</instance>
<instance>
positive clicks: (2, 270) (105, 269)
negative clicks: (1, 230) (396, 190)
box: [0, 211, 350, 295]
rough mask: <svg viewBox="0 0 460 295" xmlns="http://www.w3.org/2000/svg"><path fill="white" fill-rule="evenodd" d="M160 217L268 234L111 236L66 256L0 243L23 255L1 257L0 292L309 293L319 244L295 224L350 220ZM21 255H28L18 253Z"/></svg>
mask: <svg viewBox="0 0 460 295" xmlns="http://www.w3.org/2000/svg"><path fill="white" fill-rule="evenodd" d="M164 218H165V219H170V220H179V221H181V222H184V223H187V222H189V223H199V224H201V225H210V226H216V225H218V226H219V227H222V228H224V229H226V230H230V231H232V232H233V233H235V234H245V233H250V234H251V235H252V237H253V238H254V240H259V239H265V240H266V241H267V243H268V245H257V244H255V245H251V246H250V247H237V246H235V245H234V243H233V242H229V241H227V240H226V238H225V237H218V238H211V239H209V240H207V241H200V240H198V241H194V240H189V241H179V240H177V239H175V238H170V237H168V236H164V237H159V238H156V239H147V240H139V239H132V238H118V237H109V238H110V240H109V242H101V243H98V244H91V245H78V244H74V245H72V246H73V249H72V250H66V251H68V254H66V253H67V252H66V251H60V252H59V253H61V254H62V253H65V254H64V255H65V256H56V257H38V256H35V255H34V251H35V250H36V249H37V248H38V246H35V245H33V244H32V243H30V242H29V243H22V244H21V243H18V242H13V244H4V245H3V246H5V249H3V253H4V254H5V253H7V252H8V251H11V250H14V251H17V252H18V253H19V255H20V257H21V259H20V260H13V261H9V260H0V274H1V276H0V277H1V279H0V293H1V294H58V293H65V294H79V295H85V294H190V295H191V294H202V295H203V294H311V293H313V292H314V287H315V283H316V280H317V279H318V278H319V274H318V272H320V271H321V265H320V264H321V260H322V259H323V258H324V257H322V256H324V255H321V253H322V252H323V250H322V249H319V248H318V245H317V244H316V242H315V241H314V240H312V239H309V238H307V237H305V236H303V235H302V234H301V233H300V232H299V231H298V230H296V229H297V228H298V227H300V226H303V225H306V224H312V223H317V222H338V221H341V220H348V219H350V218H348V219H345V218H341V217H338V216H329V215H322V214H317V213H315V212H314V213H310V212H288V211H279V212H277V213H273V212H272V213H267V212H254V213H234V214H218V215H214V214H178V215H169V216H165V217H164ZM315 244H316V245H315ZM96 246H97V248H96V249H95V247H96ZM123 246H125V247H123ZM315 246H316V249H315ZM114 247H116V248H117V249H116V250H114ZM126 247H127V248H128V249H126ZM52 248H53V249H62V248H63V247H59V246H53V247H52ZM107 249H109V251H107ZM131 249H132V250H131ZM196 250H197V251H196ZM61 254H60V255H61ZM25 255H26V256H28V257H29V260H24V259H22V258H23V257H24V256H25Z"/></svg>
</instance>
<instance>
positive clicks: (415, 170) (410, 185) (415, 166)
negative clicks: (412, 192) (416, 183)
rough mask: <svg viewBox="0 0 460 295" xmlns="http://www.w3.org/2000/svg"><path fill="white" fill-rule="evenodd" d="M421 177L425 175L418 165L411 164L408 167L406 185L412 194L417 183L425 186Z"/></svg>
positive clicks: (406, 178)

******

*Action item*: Go through the material and copy each line that contains "negative".

*Exercise answer*:
negative clicks: (1, 230) (396, 190)
negative clicks: (412, 192) (416, 183)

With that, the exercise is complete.